* **Your goal**: The response must contain every line below in which "yellow" appears.

* **Given information**:
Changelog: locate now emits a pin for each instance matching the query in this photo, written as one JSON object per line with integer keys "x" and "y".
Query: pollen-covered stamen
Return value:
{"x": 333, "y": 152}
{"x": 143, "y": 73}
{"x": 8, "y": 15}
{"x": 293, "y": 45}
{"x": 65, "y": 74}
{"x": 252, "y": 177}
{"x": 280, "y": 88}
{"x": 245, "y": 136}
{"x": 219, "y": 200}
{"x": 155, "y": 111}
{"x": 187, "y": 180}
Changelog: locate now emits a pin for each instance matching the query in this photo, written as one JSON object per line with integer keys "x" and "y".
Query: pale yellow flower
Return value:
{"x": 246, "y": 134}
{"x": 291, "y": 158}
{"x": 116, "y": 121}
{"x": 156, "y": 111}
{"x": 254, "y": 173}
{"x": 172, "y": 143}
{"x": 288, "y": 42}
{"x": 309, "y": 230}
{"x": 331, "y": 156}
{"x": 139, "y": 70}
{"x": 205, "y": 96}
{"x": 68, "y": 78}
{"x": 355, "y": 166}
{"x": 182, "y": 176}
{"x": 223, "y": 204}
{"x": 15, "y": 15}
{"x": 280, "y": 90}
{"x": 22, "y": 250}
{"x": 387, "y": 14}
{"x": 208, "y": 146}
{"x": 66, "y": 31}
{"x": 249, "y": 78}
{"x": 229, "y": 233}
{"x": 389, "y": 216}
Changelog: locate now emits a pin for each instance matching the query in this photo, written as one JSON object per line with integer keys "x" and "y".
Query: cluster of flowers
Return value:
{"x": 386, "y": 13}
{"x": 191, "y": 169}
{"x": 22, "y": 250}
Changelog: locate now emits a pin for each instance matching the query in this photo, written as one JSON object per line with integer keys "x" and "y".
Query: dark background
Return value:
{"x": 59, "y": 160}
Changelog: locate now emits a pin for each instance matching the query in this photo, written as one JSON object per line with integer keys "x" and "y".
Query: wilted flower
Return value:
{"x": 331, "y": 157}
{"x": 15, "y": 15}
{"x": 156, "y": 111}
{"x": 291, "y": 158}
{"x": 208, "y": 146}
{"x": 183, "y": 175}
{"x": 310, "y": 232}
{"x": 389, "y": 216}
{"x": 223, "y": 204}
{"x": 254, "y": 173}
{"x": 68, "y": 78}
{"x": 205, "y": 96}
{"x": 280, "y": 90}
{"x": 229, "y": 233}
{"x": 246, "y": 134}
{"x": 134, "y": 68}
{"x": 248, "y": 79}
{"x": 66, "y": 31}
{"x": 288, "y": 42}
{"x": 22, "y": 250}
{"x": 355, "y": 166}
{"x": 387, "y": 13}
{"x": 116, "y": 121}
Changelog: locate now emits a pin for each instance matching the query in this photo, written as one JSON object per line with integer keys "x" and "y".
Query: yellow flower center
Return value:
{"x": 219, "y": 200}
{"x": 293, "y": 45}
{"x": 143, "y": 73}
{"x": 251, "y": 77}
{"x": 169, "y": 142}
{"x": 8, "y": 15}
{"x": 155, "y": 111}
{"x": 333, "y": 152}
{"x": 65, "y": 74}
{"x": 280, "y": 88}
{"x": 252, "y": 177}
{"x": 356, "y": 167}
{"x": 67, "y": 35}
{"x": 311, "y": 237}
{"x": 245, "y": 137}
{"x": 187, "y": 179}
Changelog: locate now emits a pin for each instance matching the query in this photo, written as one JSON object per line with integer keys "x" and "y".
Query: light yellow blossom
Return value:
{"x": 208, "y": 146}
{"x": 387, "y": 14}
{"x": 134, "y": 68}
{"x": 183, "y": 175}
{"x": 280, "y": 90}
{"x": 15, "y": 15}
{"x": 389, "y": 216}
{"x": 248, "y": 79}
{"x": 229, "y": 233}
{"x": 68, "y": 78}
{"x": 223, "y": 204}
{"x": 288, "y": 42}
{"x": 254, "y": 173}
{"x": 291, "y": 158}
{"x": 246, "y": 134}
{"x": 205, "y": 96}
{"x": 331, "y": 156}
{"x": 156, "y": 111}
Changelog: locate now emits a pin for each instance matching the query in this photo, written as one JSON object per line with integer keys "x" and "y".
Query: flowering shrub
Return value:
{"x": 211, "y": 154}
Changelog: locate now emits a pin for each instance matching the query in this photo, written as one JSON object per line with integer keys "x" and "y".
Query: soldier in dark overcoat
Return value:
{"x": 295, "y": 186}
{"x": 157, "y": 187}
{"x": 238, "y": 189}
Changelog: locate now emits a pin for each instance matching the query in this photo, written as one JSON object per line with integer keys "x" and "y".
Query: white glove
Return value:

* **Output for this exercise**:
Query: pale yellow flower
Query: yellow flower center
Query: light yellow blossom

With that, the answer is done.